Reproduce the items from the line containing "Please outline every instance of the cherry" through the line containing "[[[326,26],[333,32],[353,32],[367,17],[367,0],[328,0],[327,8]]]", inclusive, substituting "cherry peel" for "cherry skin" and leaving everything else unchanged. Give only those lines.

> [GIVEN DATA]:
============================================================

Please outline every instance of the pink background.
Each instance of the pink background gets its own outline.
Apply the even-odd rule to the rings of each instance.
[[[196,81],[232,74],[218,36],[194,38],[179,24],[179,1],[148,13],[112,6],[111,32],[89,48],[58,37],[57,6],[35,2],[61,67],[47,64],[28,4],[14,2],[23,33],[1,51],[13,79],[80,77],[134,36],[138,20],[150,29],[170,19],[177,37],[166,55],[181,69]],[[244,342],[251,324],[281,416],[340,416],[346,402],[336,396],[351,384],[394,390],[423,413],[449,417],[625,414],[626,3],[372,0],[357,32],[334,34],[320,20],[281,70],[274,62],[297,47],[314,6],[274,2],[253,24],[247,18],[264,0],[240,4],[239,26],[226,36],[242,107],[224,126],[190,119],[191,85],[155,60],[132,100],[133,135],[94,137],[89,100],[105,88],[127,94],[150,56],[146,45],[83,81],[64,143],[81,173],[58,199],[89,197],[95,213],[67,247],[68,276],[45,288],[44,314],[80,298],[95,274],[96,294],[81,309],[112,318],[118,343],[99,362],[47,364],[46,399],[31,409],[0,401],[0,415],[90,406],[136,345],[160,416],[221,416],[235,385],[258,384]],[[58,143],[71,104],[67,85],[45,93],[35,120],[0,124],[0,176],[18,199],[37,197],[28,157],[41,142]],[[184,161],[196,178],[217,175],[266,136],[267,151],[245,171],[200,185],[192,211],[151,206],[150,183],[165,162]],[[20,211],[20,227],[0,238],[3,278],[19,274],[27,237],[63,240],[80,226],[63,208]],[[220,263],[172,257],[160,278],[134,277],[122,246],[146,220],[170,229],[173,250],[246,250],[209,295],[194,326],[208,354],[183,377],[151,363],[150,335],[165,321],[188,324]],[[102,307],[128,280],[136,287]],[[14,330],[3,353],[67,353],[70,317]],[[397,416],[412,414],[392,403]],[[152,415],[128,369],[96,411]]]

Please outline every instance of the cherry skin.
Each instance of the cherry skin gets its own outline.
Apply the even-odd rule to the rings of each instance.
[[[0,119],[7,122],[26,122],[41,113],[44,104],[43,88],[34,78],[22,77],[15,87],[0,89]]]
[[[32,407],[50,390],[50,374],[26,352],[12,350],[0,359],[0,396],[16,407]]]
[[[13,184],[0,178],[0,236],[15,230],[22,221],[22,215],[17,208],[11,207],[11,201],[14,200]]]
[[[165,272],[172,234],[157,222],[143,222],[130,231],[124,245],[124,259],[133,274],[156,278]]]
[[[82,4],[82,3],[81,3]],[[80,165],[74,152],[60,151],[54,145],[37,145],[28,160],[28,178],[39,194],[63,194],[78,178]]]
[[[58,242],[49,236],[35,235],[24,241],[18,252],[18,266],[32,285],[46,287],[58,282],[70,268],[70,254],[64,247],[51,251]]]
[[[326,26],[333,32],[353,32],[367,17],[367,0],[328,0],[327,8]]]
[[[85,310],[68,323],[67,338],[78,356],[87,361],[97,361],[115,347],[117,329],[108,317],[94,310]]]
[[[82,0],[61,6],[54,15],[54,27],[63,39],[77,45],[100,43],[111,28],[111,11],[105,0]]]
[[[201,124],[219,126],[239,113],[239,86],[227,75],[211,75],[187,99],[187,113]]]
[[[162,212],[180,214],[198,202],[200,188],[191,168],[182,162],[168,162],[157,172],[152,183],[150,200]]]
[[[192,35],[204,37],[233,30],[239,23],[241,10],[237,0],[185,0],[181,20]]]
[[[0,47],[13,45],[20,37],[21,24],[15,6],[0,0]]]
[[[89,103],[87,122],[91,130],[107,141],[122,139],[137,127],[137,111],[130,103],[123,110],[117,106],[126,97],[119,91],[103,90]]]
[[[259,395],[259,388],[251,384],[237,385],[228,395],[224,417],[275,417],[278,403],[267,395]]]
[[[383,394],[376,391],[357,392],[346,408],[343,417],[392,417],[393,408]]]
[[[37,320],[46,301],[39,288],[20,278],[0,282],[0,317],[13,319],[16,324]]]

============================================================

> [SOLUTION]:
Please outline every instance of the cherry peel.
Each instance of the cherry peel gets its own outline.
Apply the even-odd rule to the rings of each instance.
[[[0,119],[7,122],[26,122],[41,113],[44,104],[43,88],[34,78],[22,77],[15,87],[0,89]]]
[[[32,407],[50,390],[50,374],[26,352],[12,350],[0,359],[0,396],[16,407]]]
[[[13,184],[0,178],[0,236],[15,230],[22,221],[22,215],[17,208],[11,207],[11,201],[14,200]]]
[[[165,272],[172,234],[157,222],[143,222],[130,231],[124,245],[124,259],[133,274],[156,278]]]
[[[82,4],[82,3],[81,3]],[[80,165],[74,152],[60,151],[54,145],[37,145],[28,160],[28,178],[39,194],[63,194],[78,178]]]
[[[58,242],[49,236],[35,235],[24,241],[18,252],[18,266],[32,285],[46,287],[58,282],[70,268],[70,254],[64,247],[51,251]]]
[[[326,26],[333,32],[353,32],[367,17],[367,0],[328,0],[327,8]]]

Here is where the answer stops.